> **Travail demandé**
A: Recopiez l'extrait sur les comtes de Lutzelstein entre « En 1451, les » et « de 14000 florins. », inclus.
B: Répondez aux questions suivantes d'après l'extrait sur les comtes de Lutzelstein :
(i) En quelle année le comte palatin disait-il avoir acquis certains droits sur la forteresse ?
(ii) Combien d'hommes s'établirent à Lutzelstein le 15 septembre 1452 ?
(iii) En quelle année mourut le comte Guillaume ?

> **Extrait du texte**
▶
Cet affront ne pouvait rester impuni. Le comte de Deux-Ponts-Bitche s'assure l'aide du comte palatin Louis le Noir de Veldentz, du comte Etienne de Veldentz, du comte Frédéric de Sponheim, ainsi que du comte de Nassau. Le comte de Wurtemberg promit à Jacques de Lutzelstein de ne pas s'engager contre la libération du cadet du comte de Bitche.
L'armée des comtes alla mettre le siège à Bitche où la forteresse est tenue par Guillaume qui détient toujours l'aîné des enfants. Ce n'est pas tout : pendant ce temps. le duc de Lorraine vient investir Jacques à Lutzelstein, pendant que le comte de Linange détruisait une autre possession des Lutzelstein, Einartzhausen, là où aujourd'hui se trouve la ville de Phaslbourg. Bitche ne tarda pas à tomber, et Jacques capitula à Lutzelstein sous d'honorables conditions. Le duc de Lorraine allait raser le château quand le comte palatin intervint : il avait, disait-il, certains droits sur la forteresse, acquis en 1418. Le château survécut donc, et les deux comtes furent même rétablis dans leurs droits.
Non contents de s'en être si bien tirés, ils décidèrent de se venger. Ils relevèrent Einartzhausen et améliorèrent les défenses de Lutzelstein ; ils allèrent même jusqu'à exiger du comte palatin Louis V qu'il contribue aux frais, ce que bien sûr il refusa. Le 24 juin 1449, les deux frères en profitèrent pour expulser les gens qu'il avait laissés au château.
En 1451, les Lutzelstein s'allient aux Lichtenberg, en guerre, comme on vient de le voir, avec les Linange. A Reichshoffen, les Lichtenberg sont vainqueurs, et Jacques de Lutzelstein fait prisonnier Schafried de Linange lui-même ; il l'enferme au château, et existe comme rançon, pour lui et pour les prisonniers faits à Reichshoffen, la somme rondelette de 14000 florins.
L'électeur palatin profita de ce que les Lutzelstein ne pensaient plus à lui pour leur jouer un mauvais tour et se venger de ces comtes impudents qui avaient chassé ses gens. Aussi, le 15 septembre 1452, 16000 hommes s'établissaient à Lutzelstein et bloquaient le château.
Si les assiégeants ne manquaient de rien, il n'en était pas de même au château. Mais on y était bien armé, en particulier d'arquebuses ; on en échangea près de 1200 coups, qui firent 170 victimes du côté palatin, et 65 du côté des assiégés. C'est à la fois peu et beaucoup.
Après 8 semaines, le secours qu'avait été chercher Guillaume n'arrivait pas ; le 10 novembre, Jacques s'enfuit à la faveur de l'obscurité, et le lendemain, la garnison se rendait. Schafried de Linange, toujours prisonnier, fut délivré, et le Palatin prit possession du burg.
Jacques et Guillaume se réfugièrent en France. En 1460 mourait le comte Guillaume. La manœuvre de leur père, ancien évêque malheureux, pour assurer sa descendance et la survie de sa lignée avait échoué : Guillaume était le dernier de la lignée des Lutzelstein.
◀
Données d'étiquetage des coordonnées
▶
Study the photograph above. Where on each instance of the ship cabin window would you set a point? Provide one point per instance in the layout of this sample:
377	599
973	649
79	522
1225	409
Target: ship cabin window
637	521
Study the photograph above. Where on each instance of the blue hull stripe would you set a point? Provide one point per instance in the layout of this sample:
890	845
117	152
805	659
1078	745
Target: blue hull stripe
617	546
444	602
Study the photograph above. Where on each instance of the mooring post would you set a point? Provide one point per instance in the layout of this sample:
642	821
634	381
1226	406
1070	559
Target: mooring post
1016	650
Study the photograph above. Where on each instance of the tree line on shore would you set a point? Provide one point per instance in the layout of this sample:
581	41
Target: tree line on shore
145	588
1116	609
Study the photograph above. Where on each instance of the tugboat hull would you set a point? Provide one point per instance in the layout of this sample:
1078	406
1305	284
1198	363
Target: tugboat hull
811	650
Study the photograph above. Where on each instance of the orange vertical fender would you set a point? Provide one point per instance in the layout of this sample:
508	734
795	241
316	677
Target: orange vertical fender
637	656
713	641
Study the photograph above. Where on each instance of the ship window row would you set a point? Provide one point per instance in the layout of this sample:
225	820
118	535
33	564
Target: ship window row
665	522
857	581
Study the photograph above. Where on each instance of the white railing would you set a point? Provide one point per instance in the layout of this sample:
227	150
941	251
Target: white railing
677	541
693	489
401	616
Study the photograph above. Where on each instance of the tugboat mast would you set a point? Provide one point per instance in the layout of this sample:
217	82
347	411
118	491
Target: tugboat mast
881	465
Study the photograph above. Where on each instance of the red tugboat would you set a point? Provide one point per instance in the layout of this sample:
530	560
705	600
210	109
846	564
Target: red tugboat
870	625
◀
▶
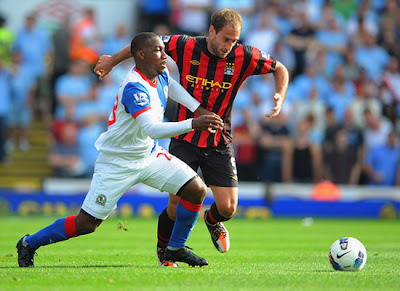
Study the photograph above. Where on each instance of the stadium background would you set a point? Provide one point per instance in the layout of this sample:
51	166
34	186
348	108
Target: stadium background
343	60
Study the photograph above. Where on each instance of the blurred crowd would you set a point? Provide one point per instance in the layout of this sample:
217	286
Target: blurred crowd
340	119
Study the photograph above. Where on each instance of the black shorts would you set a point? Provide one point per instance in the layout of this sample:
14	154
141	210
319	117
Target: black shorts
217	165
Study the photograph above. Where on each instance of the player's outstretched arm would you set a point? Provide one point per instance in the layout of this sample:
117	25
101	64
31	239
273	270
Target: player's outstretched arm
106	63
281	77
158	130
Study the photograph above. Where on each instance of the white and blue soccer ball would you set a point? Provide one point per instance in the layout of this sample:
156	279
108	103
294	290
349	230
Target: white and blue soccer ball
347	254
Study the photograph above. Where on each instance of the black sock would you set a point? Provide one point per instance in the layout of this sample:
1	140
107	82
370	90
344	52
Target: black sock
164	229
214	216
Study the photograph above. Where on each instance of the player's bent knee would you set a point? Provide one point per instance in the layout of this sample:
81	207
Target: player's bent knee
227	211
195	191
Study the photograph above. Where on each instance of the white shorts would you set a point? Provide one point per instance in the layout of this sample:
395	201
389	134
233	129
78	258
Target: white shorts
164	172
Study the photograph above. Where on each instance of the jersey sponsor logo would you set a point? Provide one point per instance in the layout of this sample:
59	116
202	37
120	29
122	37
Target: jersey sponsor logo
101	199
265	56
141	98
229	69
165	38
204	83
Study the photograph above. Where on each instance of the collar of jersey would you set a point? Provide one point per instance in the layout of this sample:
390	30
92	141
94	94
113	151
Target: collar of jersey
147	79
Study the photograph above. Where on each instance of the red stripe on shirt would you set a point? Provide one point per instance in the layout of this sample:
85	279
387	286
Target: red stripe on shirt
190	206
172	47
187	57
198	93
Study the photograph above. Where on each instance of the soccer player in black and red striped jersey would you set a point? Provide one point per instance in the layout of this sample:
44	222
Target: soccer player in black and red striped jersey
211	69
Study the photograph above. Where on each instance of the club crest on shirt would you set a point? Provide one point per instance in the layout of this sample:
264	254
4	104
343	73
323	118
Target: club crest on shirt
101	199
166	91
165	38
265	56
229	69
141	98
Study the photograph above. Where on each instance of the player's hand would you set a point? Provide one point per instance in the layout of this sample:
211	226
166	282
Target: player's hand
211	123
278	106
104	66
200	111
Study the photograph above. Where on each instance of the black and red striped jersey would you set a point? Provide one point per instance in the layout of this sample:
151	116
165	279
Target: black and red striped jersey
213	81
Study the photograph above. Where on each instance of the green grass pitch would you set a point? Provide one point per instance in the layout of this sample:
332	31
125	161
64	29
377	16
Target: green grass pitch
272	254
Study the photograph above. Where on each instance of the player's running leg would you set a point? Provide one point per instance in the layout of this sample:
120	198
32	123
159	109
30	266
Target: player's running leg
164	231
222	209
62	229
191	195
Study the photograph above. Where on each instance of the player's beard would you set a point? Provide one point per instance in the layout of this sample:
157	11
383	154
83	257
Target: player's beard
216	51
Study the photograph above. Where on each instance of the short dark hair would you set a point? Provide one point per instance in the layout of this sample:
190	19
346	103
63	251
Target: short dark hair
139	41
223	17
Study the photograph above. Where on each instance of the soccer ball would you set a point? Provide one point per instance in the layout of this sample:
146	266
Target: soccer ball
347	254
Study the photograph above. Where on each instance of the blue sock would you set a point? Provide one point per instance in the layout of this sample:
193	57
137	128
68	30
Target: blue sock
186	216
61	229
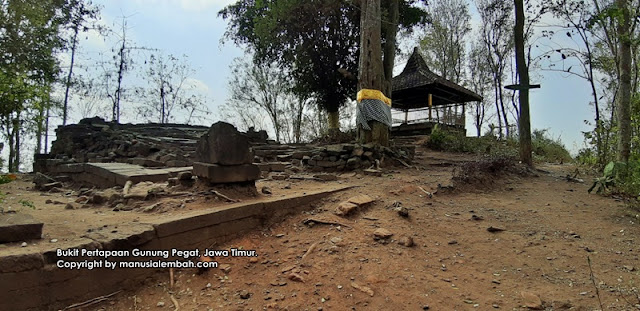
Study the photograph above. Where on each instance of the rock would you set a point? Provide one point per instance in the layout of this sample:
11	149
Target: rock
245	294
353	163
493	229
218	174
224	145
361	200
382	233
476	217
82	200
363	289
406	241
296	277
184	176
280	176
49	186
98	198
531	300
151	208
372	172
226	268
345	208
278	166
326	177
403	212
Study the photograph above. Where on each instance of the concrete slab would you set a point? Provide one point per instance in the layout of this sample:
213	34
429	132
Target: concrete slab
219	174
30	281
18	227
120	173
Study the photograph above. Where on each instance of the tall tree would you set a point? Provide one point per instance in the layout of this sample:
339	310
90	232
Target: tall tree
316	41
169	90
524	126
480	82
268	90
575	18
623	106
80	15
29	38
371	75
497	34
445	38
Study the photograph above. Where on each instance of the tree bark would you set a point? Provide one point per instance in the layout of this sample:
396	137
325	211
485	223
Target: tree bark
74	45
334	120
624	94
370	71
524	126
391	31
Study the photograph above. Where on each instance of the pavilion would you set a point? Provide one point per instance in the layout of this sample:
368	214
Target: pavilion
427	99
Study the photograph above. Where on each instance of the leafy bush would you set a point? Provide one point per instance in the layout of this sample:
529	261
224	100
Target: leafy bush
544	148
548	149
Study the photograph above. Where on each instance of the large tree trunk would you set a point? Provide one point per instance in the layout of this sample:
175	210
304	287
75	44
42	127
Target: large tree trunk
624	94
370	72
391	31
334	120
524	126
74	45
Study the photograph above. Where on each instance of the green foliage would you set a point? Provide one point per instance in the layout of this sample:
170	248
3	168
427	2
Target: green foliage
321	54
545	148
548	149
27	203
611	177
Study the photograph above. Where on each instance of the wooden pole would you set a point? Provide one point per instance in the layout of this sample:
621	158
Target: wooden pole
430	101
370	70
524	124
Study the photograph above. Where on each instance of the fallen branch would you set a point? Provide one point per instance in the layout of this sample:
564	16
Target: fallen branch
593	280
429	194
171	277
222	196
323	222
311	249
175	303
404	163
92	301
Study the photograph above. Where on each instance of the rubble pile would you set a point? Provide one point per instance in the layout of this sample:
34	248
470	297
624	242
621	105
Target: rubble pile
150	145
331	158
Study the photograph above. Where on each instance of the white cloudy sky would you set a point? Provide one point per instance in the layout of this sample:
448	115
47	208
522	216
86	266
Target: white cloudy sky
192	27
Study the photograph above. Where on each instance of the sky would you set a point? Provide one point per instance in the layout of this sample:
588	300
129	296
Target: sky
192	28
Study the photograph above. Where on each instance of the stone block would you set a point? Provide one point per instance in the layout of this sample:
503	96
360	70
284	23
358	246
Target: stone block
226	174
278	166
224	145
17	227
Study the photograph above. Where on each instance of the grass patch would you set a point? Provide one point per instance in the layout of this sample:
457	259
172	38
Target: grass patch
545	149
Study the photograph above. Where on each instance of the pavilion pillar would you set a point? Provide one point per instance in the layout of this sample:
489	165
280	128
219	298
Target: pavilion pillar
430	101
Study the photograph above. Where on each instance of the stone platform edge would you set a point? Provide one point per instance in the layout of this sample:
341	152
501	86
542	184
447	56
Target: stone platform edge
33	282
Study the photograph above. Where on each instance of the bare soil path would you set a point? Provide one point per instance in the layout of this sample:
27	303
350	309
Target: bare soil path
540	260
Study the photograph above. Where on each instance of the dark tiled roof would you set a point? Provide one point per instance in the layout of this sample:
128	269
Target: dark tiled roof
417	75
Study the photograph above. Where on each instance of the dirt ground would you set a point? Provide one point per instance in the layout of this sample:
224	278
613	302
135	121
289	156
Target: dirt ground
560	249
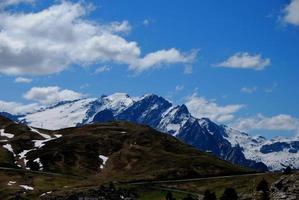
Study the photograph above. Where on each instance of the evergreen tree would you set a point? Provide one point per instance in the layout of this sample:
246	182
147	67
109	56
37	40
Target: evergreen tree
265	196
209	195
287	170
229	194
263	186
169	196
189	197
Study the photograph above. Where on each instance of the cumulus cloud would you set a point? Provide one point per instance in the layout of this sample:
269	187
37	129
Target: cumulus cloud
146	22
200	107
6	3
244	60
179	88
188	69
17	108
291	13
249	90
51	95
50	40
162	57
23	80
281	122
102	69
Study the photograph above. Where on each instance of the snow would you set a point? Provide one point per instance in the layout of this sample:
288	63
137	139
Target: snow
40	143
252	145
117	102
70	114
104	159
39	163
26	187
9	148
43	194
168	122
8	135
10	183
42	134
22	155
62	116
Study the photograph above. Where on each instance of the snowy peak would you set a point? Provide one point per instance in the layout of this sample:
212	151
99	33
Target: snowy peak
◀
▶
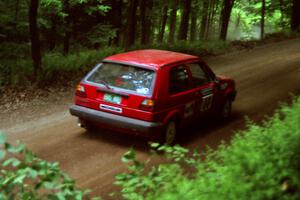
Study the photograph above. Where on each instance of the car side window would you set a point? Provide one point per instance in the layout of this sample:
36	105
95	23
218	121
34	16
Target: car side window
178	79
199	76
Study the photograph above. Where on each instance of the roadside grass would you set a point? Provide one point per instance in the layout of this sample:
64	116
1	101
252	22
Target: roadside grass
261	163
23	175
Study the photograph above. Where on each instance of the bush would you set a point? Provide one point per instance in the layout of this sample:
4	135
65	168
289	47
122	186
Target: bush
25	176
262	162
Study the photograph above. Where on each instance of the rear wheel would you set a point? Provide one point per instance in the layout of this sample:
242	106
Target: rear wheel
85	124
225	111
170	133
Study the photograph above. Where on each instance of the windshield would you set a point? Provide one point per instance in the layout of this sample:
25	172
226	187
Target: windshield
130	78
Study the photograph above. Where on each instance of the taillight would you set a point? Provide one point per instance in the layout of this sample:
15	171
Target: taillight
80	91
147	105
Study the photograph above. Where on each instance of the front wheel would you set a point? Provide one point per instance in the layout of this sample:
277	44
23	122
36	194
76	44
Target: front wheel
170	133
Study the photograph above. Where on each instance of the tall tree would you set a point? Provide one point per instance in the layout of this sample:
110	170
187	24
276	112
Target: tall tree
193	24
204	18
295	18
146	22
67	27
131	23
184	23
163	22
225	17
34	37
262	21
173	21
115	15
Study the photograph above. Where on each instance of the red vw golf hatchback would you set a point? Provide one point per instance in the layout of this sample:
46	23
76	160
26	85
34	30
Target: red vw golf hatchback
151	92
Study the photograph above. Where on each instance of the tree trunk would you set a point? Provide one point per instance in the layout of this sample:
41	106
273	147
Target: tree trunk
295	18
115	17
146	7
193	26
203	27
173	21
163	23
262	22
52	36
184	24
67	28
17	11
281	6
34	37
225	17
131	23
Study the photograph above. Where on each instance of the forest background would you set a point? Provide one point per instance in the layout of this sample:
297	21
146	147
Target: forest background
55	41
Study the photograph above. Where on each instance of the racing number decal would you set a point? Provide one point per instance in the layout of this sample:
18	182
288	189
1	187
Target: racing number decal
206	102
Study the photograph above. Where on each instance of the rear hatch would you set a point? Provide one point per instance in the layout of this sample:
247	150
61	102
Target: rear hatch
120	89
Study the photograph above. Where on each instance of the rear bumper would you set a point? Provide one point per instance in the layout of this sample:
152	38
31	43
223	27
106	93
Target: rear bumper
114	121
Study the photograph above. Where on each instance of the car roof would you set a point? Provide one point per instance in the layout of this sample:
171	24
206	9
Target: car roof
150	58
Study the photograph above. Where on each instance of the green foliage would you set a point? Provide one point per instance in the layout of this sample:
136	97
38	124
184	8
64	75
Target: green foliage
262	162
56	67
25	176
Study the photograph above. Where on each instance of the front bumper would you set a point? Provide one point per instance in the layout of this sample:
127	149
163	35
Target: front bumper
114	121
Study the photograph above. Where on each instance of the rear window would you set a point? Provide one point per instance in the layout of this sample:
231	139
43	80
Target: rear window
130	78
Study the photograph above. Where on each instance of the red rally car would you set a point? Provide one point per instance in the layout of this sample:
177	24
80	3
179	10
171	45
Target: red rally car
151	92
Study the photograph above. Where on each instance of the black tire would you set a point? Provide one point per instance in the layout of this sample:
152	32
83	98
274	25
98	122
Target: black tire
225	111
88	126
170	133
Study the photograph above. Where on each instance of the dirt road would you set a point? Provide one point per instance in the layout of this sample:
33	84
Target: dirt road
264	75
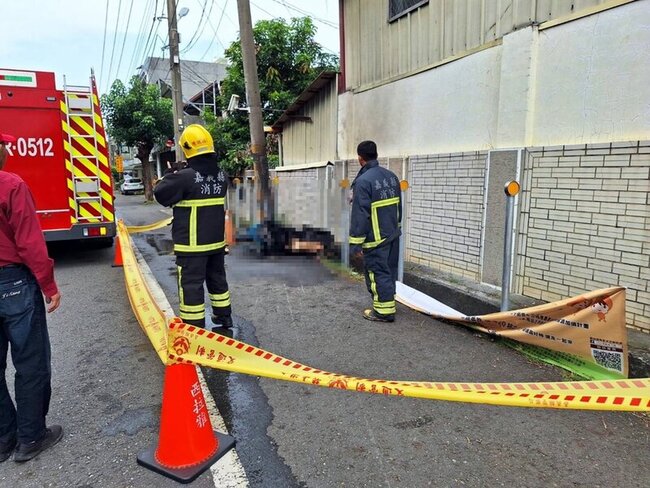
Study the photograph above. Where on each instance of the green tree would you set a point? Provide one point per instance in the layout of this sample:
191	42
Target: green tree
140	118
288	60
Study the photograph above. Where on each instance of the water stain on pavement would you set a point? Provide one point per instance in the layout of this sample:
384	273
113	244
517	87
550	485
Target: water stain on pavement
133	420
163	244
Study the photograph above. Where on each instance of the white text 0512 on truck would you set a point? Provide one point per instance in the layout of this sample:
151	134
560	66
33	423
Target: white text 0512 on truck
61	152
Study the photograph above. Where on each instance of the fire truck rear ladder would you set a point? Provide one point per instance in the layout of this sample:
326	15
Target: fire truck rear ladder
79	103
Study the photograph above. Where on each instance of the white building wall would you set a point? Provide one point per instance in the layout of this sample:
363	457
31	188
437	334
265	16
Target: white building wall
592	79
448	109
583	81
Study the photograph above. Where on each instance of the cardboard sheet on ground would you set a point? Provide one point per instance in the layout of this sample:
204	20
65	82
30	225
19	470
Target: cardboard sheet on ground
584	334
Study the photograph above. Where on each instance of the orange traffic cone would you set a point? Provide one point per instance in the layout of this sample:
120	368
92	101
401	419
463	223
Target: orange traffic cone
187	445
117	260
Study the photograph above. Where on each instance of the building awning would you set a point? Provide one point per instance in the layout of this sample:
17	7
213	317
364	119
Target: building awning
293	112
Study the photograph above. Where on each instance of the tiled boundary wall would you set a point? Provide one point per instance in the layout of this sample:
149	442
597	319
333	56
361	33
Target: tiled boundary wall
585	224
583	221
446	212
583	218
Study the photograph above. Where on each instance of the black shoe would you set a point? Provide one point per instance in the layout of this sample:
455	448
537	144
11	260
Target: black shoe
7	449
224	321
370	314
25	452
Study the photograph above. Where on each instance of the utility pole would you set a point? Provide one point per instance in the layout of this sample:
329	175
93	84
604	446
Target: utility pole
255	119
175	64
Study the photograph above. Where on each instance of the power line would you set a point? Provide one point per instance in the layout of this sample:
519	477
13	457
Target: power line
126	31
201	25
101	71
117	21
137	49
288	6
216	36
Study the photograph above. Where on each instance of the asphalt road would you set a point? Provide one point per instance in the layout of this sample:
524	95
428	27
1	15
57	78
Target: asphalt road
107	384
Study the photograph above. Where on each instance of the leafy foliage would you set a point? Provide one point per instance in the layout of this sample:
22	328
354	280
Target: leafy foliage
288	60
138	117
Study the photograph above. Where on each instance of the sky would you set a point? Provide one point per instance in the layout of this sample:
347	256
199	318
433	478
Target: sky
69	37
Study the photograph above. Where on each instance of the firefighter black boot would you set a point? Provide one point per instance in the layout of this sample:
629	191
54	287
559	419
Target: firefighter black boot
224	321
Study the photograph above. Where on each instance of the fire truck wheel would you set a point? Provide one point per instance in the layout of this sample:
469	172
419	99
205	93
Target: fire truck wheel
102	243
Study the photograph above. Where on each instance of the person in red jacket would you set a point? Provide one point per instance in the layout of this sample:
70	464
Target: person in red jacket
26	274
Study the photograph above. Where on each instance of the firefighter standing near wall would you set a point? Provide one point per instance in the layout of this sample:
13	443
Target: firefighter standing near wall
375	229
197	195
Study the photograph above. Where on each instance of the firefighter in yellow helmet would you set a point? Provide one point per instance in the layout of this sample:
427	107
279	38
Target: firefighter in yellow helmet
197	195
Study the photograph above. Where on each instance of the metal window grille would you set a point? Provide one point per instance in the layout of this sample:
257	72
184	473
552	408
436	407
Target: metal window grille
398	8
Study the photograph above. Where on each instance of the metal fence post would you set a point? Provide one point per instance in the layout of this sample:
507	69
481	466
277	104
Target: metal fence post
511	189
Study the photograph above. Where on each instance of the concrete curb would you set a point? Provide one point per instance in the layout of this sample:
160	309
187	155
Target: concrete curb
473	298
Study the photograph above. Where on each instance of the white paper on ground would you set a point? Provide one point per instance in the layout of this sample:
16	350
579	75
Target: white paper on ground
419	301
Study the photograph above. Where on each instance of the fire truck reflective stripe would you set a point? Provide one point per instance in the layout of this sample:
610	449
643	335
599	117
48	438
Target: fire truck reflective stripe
◀
> **Réponses fournies**
A:
En 1451, les Lutzelstein s'allient aux Lichtenberg, en guerre, comme on vient de le voir, avec les Linange. A Reichshoffen, les Lichtenberg sont vainqueurs, et Jacques de Lutzelstein fait prisonnier Schafried de Linange lui-même ; il l'enferme au château, et existe comme rançon, pour lui et pour les prisonniers faits à Reichshoffen, la somme rondelette de 14000 florins.

B:
(i) En 1418.
(ii) 16000 hommes.
(iii) En 1460.